BEGIN
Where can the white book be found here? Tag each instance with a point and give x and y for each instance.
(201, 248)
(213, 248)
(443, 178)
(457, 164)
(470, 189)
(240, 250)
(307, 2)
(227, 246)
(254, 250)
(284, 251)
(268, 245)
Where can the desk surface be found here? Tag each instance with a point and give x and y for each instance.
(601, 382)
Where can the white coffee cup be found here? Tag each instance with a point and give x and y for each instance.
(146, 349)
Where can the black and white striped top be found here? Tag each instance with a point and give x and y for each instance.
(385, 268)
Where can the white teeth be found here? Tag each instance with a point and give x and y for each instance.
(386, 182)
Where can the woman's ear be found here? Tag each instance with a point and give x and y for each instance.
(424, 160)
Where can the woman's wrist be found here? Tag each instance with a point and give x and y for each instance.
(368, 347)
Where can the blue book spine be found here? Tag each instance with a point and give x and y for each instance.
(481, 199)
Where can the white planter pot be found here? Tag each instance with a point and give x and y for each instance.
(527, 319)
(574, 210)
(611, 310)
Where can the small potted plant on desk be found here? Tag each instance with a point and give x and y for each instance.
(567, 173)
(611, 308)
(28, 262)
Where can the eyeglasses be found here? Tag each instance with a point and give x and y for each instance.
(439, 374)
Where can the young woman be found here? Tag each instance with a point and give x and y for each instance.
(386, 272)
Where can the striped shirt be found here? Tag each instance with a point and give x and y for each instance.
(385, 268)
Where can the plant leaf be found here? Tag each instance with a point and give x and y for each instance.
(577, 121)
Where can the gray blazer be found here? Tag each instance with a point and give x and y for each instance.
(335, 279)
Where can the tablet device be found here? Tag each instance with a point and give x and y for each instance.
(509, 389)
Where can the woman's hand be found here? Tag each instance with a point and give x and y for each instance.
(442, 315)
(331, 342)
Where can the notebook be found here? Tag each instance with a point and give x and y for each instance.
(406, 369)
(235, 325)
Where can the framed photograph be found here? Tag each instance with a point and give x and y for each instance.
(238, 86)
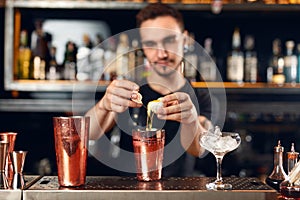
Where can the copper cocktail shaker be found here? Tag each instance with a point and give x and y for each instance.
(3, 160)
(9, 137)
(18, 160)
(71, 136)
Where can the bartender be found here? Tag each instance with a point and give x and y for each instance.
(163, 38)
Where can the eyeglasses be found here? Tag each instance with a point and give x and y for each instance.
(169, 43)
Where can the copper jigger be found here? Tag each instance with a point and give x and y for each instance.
END
▸ What is being asked
Above are the records; transcribe them exactly without the pictures.

▸ Task result
Where can the white book be found here? Tag each instance with a point and give x and y for each instance.
(201, 248)
(213, 248)
(443, 178)
(457, 164)
(470, 189)
(240, 250)
(307, 2)
(227, 246)
(254, 250)
(284, 251)
(268, 245)
Where can the desk surface be found here? Tag each instance with a point and give x and y for each instance.
(601, 382)
Where can the white coffee cup be found here? Tag each instance with a point and give x and y for each instance.
(146, 349)
Where can the black and white striped top be found here? Tag each instance with a point and give x and y for each instance.
(385, 268)
Where can the white teeth be found here? Tag each instance with a point and give x and y for each instance.
(386, 182)
Where can the woman's ear be found here? Tag each instance with a point and give x and y for each instance.
(424, 160)
Where can the woman's wrist be found here? Tag each instance with a point and give x and y for each instance.
(368, 347)
Where can the blue book spine be found here? Tag each instance with a point and give x and y for each instance.
(481, 199)
Where can the white planter pot be found here? Tag each instance with a point and give x and y for each instance.
(527, 319)
(574, 210)
(611, 310)
Where can the small potted plant on desk be found here? Tag each instance with a point and give x and y for each instance.
(567, 173)
(611, 308)
(28, 262)
Where can the eyeglasses be found here? Tag each instance with a point and give x and y for each instance.
(439, 374)
Where can the young woman be found here? Tag each instance with a point and give x and y for each instance.
(386, 272)
Where can the striped shirt be found here? Tag each instance with a point and give x and y for each instance.
(385, 268)
Where can the plant leaf be found here? Tag each instance with a point and give x and y for each instance.
(577, 121)
Where can the gray blazer be found here? Tag each instance with a point and give x and y for each instance.
(335, 279)
Where can the tablet device be found here? Tag each instance with a point and give x and y for each instance.
(509, 389)
Where can the woman's hand be found here? Tag each instance with a point and give x and y for each instance.
(442, 315)
(331, 342)
Where can the notebook be found here? Tag each instance with a point and give x and y for each instance.
(406, 369)
(235, 325)
Where can the framed photograph be found here? Tag each instance with a point and give x and y for each instance.
(238, 86)
Where can the copper cocktail shaker be found here? Tag each instance with a point and give x and y for each instance.
(3, 160)
(9, 137)
(18, 160)
(71, 136)
Where can the bartender be found here? Tag each instance with a point and give x and y for each instance.
(163, 38)
Where can the eyeglasses be found here? Tag each instance with a point and give x and y for each instance.
(169, 43)
Where can the copper jigger be found here? Tag each instance with a point and give x and y for each instance.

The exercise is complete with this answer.